> **Exercise details**:
Transcribe character for character the lines starting with the one that contains "--target distant hillside" and going on through the one that contains "22L0 38L34 36L60", including both.

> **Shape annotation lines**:
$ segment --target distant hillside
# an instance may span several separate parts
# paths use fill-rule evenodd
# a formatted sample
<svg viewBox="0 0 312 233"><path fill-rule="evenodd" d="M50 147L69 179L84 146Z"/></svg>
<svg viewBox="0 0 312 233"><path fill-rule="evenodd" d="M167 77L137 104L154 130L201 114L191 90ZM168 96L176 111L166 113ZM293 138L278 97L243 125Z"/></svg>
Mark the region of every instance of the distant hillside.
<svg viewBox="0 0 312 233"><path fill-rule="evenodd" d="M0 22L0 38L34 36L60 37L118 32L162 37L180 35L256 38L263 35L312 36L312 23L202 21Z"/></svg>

--

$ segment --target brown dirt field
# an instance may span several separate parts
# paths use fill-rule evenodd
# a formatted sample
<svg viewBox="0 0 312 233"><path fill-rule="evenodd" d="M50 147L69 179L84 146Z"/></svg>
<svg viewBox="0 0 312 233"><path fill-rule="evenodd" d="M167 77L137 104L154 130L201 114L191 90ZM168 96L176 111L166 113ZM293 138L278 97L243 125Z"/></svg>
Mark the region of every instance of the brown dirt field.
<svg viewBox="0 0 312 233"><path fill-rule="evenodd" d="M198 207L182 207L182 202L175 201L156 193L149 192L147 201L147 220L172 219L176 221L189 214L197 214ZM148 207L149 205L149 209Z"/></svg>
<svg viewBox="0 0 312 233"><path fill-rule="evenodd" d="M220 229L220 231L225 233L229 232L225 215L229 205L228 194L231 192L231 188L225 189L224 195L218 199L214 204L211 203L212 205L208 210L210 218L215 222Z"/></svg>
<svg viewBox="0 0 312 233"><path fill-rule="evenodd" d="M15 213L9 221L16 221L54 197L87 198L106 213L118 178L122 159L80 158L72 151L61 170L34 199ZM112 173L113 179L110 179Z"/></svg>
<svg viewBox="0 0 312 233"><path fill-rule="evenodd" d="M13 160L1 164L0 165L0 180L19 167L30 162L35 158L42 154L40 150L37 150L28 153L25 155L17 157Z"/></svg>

> **Task answer**:
$ segment --target distant hillside
# an instance may span several separate parts
# paths use fill-rule evenodd
# a formatted sample
<svg viewBox="0 0 312 233"><path fill-rule="evenodd" d="M50 147L69 179L84 146Z"/></svg>
<svg viewBox="0 0 312 233"><path fill-rule="evenodd" d="M167 77L137 104L154 130L201 114L191 90ZM168 96L176 111L166 113ZM293 138L278 97L243 125Z"/></svg>
Mark the region of every instance of the distant hillside.
<svg viewBox="0 0 312 233"><path fill-rule="evenodd" d="M0 22L0 38L34 36L60 37L118 32L162 37L180 35L256 38L263 35L312 36L312 23L202 21Z"/></svg>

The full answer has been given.